AVAILABLE DATA →
☆ ☆ ☆ ☆

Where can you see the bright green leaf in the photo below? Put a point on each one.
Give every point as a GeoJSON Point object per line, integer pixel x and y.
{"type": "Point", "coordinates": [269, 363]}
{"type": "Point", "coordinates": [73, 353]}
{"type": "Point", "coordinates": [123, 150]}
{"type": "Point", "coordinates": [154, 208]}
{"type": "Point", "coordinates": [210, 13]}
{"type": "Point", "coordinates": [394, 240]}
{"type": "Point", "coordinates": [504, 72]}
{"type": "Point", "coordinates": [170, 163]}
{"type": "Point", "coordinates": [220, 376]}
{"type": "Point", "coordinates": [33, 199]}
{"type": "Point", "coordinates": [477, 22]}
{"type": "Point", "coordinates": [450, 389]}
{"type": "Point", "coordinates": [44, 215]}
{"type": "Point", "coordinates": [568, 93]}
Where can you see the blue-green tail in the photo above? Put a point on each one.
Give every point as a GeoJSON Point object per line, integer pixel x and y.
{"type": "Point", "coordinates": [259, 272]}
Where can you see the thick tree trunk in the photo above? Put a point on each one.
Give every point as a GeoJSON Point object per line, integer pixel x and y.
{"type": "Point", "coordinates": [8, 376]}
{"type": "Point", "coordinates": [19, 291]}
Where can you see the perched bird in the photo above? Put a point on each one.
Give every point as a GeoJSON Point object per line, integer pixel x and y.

☆ ☆ ☆ ☆

Extract all of the data above without altering anything.

REPLY →
Where can you see the bright green leaf in the photo below? Put a point on each one.
Give every point as a GeoJSON Point object per line, integer pixel x and y.
{"type": "Point", "coordinates": [269, 363]}
{"type": "Point", "coordinates": [73, 353]}
{"type": "Point", "coordinates": [123, 150]}
{"type": "Point", "coordinates": [154, 208]}
{"type": "Point", "coordinates": [210, 13]}
{"type": "Point", "coordinates": [394, 240]}
{"type": "Point", "coordinates": [504, 72]}
{"type": "Point", "coordinates": [170, 163]}
{"type": "Point", "coordinates": [220, 376]}
{"type": "Point", "coordinates": [33, 199]}
{"type": "Point", "coordinates": [477, 22]}
{"type": "Point", "coordinates": [450, 389]}
{"type": "Point", "coordinates": [44, 215]}
{"type": "Point", "coordinates": [568, 93]}
Where can you see the blue-green tail in the photo above? Put a point on each one.
Give every point as a GeoJSON Point object per line, integer pixel x and y.
{"type": "Point", "coordinates": [259, 272]}
Where can you see the thick tree trunk in the photo above? Put a point on each one.
Give every point as a GeoJSON Point object per line, integer pixel x and y.
{"type": "Point", "coordinates": [8, 376]}
{"type": "Point", "coordinates": [19, 291]}
Where can you see the perched bird in the photo above? Put a point on each one.
Give every point as a GeoJSON Point object per line, integer pixel x and y.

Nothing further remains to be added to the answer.